*** Opening of Records provided ***
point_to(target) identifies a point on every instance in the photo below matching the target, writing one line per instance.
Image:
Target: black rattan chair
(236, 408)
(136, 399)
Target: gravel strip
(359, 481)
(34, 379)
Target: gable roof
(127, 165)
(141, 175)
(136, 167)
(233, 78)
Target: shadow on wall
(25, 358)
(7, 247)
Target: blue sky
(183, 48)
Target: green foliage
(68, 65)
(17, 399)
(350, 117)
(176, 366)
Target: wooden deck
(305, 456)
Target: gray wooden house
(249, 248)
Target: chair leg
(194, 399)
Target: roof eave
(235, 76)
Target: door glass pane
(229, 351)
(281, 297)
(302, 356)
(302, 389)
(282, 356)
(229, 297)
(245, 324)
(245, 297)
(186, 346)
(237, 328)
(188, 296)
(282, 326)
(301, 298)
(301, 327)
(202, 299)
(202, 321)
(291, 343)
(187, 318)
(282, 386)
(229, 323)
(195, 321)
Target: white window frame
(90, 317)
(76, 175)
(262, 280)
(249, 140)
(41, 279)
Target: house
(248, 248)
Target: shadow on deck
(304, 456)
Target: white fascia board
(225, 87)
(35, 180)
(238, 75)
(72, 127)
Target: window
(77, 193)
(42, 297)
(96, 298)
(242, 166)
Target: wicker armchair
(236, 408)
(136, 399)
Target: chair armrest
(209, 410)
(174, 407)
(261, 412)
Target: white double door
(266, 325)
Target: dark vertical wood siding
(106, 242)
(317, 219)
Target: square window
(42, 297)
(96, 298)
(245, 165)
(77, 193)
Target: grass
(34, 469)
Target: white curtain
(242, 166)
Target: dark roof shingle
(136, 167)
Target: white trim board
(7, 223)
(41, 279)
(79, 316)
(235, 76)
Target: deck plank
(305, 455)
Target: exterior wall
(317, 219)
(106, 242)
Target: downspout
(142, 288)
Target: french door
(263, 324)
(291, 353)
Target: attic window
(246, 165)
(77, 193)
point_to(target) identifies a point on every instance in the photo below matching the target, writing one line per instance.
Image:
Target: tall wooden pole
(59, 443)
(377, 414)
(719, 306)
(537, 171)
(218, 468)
*** Close of Records provided ***
*** Opening of Records provided ***
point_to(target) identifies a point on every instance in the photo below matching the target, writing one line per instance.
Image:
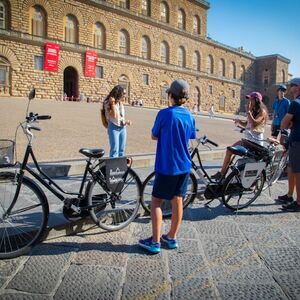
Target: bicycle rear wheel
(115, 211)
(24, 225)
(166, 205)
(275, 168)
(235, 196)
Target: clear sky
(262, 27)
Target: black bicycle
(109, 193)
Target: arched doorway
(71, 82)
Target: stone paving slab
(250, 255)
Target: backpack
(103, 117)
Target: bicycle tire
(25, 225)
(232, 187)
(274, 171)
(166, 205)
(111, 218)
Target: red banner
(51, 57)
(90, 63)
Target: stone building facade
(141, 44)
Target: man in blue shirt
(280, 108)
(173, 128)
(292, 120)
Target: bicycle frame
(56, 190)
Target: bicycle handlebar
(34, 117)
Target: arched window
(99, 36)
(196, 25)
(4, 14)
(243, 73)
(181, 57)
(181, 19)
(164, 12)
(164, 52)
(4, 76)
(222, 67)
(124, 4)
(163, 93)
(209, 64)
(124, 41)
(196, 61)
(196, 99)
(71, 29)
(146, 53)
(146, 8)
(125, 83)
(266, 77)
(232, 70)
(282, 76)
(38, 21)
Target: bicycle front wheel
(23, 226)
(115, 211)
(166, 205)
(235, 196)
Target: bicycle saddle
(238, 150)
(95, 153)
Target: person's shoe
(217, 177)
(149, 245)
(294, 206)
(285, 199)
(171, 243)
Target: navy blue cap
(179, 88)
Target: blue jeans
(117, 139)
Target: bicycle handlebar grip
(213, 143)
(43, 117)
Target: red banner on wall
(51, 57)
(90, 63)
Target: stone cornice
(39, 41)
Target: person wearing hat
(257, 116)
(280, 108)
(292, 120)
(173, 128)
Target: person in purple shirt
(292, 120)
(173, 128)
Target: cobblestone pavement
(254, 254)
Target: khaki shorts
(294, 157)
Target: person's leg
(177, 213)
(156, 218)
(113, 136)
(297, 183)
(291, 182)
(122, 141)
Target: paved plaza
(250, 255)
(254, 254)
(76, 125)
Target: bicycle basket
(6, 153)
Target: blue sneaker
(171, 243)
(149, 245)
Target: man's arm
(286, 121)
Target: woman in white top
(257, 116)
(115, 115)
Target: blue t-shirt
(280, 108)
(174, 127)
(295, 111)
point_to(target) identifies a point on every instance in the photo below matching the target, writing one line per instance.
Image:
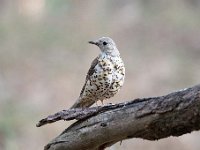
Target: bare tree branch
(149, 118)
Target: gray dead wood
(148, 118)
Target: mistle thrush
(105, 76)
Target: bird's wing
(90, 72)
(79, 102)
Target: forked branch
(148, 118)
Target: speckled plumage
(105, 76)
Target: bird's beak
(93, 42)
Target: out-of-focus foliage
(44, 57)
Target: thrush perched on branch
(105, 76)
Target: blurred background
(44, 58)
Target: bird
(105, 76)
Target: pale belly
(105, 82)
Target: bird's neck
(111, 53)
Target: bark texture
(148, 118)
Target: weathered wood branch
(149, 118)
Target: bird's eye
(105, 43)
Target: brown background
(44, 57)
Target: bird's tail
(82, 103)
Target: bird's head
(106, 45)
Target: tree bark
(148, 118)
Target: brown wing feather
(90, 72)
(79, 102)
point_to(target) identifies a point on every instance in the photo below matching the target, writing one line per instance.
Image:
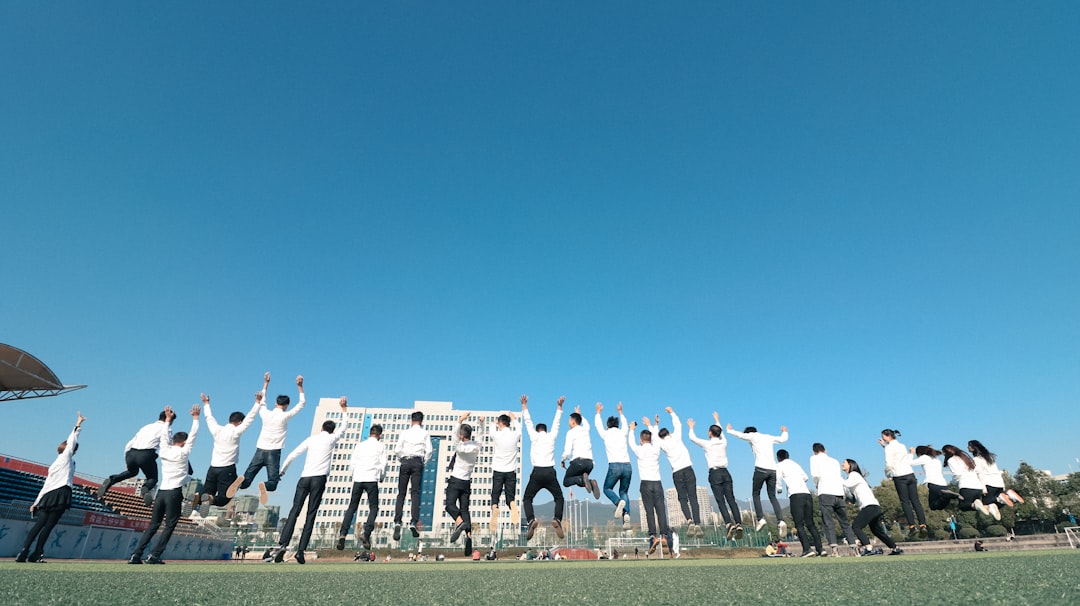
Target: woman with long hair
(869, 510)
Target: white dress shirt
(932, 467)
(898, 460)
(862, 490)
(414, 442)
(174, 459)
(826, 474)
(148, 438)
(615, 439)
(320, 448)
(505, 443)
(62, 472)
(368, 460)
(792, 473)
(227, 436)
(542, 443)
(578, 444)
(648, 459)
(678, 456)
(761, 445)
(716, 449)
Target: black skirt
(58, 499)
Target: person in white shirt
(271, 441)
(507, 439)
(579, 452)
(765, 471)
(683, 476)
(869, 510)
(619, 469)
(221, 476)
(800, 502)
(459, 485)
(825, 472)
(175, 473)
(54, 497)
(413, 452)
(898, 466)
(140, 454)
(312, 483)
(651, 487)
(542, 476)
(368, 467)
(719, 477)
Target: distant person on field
*** Close of Records provided ***
### Problem:
What's needed is an exact copy of the records above from the line containing "Target: bird's head" down to the line containing "Target: distant person on field", both included, without any pictures.

### Response area:
Target: bird's head
(106, 45)
Target: tree bark
(148, 118)
Target: brown wing feather
(90, 72)
(79, 102)
point_to(target) identifies a point on every instance in the photo below matching the target, writing one line per instance.
Image:
Target: woman with long hair
(869, 510)
Target: white dress shirt
(932, 467)
(898, 460)
(862, 490)
(414, 442)
(174, 459)
(826, 474)
(148, 438)
(615, 439)
(320, 448)
(505, 443)
(62, 472)
(368, 460)
(792, 473)
(227, 436)
(542, 443)
(578, 444)
(648, 459)
(678, 456)
(761, 445)
(716, 449)
Target: black skirt
(58, 499)
Target: person in white shirt
(271, 441)
(507, 439)
(579, 452)
(765, 471)
(683, 476)
(869, 510)
(619, 469)
(221, 476)
(800, 502)
(459, 485)
(825, 472)
(175, 473)
(54, 497)
(413, 452)
(898, 466)
(140, 454)
(312, 483)
(651, 487)
(542, 476)
(368, 467)
(719, 477)
Target: distant person on field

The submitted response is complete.